**YOUR GOAL**: Among the lines of the records, please find those that contain the word "below" and copy them.

**ENTRIES SUPPLIED**:
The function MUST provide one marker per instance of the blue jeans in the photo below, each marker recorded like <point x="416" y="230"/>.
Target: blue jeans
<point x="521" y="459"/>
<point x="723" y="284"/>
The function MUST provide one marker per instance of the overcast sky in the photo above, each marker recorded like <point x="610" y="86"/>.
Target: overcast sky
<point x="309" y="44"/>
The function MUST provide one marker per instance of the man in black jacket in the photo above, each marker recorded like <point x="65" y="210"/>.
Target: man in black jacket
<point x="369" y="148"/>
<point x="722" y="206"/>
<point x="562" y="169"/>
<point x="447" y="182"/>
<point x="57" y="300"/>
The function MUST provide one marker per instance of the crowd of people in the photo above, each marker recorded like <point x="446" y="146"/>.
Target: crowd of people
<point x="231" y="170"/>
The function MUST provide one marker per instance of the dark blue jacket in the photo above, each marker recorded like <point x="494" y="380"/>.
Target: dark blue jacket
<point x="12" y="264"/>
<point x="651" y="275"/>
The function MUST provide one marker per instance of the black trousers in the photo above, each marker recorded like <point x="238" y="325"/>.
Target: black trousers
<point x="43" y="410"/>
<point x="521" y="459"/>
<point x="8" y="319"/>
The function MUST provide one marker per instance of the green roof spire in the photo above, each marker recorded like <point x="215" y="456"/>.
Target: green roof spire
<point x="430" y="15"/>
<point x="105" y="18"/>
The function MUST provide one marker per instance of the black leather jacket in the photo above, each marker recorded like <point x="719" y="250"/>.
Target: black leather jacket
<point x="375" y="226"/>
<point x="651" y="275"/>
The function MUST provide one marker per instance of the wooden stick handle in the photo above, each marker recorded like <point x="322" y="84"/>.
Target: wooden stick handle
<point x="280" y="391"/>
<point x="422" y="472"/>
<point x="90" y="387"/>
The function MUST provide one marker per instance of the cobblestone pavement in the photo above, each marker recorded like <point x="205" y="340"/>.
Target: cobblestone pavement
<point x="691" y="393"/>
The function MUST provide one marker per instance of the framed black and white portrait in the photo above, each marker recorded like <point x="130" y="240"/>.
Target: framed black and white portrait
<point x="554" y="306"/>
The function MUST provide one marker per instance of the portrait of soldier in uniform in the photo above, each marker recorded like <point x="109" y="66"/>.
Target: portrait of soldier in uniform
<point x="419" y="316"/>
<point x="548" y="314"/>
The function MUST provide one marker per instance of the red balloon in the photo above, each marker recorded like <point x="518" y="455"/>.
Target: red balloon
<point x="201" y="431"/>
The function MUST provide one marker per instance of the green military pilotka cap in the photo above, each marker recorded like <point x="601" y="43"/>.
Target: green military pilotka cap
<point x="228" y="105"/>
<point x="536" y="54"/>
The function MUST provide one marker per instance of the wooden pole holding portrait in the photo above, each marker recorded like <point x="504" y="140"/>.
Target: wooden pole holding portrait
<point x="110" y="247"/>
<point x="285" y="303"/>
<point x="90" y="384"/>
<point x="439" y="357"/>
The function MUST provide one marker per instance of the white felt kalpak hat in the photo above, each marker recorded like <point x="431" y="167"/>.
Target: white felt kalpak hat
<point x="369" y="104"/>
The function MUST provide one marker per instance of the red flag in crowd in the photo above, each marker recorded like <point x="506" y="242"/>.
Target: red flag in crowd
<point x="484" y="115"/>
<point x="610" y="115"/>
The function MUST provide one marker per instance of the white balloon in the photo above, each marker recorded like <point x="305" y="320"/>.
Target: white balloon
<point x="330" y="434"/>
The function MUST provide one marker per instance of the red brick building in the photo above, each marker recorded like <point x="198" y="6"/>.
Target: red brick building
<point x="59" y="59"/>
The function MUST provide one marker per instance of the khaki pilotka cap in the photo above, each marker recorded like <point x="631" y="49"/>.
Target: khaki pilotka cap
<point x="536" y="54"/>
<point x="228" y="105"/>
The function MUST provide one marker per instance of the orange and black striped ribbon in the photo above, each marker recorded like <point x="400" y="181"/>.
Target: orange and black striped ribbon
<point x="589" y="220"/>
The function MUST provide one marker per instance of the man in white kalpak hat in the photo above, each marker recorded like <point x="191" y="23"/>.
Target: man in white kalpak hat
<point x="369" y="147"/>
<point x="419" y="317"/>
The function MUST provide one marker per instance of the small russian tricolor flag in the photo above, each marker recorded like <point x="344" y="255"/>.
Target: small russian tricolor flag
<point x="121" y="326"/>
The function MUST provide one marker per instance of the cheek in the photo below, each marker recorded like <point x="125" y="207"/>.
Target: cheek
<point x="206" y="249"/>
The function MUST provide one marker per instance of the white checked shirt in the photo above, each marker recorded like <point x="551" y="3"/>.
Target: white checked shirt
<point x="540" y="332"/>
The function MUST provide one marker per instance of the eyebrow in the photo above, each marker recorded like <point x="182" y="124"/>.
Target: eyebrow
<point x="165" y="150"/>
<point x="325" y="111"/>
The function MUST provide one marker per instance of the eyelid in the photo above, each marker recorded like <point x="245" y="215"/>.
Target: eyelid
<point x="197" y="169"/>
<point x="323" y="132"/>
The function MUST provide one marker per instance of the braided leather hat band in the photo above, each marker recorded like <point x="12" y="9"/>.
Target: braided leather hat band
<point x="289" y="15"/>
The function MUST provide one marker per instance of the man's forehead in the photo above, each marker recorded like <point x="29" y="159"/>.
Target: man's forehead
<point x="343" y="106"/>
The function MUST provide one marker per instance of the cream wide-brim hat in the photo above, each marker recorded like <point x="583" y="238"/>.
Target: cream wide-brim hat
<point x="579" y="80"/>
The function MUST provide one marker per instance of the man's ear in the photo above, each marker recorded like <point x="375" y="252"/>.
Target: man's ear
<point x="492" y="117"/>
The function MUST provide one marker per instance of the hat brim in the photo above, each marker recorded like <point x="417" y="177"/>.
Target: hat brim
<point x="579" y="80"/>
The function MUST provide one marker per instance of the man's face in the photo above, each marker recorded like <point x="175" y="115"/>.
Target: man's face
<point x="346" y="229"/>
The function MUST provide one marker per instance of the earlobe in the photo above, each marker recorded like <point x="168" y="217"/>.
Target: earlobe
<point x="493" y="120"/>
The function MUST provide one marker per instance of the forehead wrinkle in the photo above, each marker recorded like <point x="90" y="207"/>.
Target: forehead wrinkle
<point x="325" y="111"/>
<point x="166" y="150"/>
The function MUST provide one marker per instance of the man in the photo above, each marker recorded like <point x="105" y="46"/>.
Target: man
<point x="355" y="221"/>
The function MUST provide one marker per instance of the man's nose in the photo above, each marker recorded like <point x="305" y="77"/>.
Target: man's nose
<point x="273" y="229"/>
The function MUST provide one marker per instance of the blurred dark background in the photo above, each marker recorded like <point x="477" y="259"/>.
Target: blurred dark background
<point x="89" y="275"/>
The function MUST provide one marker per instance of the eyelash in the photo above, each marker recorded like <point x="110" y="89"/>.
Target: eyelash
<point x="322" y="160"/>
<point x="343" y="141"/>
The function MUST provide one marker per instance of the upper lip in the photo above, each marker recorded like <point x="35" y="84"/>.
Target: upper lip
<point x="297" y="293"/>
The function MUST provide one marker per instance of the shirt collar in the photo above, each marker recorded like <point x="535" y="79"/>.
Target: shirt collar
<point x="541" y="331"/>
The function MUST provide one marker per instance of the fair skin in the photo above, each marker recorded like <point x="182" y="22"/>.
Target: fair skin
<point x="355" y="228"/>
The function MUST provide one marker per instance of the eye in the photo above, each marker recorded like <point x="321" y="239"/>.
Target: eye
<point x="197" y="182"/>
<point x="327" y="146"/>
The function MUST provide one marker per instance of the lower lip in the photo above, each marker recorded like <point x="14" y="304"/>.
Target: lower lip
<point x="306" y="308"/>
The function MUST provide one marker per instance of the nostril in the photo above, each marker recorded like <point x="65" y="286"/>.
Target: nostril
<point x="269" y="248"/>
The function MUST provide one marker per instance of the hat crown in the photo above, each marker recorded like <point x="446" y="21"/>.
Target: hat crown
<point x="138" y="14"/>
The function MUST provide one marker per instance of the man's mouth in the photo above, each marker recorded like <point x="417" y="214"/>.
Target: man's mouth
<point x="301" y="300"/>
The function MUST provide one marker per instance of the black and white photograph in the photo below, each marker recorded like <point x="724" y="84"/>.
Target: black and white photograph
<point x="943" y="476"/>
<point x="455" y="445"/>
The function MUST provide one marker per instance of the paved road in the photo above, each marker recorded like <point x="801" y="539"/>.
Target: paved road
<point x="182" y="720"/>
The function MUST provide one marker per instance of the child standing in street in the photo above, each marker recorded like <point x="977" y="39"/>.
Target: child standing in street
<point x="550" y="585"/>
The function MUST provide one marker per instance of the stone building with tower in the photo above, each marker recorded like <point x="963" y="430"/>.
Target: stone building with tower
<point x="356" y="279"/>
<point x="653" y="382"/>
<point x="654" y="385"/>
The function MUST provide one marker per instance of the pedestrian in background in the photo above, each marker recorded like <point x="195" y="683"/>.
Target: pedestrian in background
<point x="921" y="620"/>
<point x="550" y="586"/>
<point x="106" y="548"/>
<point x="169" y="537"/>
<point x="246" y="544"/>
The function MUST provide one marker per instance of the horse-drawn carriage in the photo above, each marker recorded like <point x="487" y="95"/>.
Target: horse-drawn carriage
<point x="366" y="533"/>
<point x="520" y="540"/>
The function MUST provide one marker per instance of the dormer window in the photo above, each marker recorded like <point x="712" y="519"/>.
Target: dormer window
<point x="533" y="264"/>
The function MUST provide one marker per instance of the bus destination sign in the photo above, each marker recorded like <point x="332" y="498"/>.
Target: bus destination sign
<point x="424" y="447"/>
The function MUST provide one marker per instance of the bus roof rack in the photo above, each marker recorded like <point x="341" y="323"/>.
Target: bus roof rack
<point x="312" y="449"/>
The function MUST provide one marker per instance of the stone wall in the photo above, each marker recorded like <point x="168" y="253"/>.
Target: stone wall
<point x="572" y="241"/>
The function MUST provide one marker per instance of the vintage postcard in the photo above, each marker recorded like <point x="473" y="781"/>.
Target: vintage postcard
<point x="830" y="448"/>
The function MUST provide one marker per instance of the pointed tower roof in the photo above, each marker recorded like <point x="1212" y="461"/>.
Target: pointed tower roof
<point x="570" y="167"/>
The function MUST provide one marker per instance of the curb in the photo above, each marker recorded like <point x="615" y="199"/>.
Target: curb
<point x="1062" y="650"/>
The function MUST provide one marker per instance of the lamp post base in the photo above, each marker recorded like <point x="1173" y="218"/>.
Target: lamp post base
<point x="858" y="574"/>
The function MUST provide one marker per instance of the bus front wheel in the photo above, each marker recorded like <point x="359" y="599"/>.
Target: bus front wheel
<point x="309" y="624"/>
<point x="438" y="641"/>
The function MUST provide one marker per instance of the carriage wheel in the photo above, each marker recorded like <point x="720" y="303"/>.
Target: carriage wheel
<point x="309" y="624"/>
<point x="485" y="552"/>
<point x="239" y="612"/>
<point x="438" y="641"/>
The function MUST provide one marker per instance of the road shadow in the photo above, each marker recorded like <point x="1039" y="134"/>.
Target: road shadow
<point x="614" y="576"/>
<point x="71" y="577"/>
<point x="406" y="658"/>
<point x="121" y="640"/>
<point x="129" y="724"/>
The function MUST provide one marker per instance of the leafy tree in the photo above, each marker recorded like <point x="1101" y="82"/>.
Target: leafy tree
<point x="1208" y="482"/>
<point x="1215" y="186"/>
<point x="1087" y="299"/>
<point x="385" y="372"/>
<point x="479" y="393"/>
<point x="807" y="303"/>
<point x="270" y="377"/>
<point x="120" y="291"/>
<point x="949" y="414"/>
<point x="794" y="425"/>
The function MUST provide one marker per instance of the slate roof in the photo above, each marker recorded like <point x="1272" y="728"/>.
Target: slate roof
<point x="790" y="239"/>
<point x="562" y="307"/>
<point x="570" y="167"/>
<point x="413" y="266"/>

**OUTPUT OF THE EXERCISE**:
The function MUST provide one marker per instance of the blue jeans in the photo below, each marker recorded like <point x="416" y="230"/>.
The function MUST provide one marker per instance of the cheek in the photo below, each marker recorded like <point x="125" y="207"/>.
The function MUST provide one marker per instance of the black and white photograph in the photo below, each marker recorded like <point x="724" y="84"/>.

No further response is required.